--- Work request ---
Among the records below, find each line containing the word "this" and copy it.

Collection entries:
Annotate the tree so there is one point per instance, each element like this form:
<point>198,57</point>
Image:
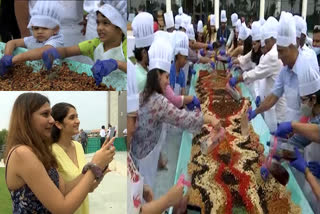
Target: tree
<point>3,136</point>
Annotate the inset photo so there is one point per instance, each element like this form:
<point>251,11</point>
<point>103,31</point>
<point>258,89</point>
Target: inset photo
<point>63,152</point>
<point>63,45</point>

* * *

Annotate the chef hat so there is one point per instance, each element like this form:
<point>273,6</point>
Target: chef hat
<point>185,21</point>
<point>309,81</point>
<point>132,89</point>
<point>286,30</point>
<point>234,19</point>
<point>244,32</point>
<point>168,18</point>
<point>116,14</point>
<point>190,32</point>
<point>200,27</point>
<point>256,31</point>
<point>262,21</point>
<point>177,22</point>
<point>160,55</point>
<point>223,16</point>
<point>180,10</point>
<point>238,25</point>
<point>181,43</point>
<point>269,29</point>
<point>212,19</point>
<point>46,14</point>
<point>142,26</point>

---

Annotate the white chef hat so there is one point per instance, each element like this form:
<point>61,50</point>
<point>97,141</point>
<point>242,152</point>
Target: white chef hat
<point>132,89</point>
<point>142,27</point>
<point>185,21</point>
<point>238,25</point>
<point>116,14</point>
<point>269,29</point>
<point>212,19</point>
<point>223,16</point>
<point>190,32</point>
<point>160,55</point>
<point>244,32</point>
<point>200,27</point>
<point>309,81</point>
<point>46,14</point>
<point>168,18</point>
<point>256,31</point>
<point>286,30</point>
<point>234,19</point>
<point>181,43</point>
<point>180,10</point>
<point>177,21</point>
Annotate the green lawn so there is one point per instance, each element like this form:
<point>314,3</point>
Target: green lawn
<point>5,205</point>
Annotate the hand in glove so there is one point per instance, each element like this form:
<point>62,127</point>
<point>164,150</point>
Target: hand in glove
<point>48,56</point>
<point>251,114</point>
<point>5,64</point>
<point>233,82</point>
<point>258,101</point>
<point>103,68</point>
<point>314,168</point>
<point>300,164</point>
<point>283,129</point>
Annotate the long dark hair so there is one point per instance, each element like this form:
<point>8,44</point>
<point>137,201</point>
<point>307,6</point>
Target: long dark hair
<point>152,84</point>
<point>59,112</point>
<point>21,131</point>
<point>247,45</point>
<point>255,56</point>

--- Response area ---
Annotate the tree so there is one point per instance, each element like this form:
Annotate the inset photo so there is one point per instance, each element like this form:
Annotate the chef hat so there is one point per instance, each element like this form:
Annotate the white chef hat so there is one point per instance, each element like this form:
Annotate the green lawn so there is one point per instance, each element like this form:
Annotate the hand in glove so there is one point per instance, each element like this form:
Annotate the long dark hair so there is one point per instance, each element like this form:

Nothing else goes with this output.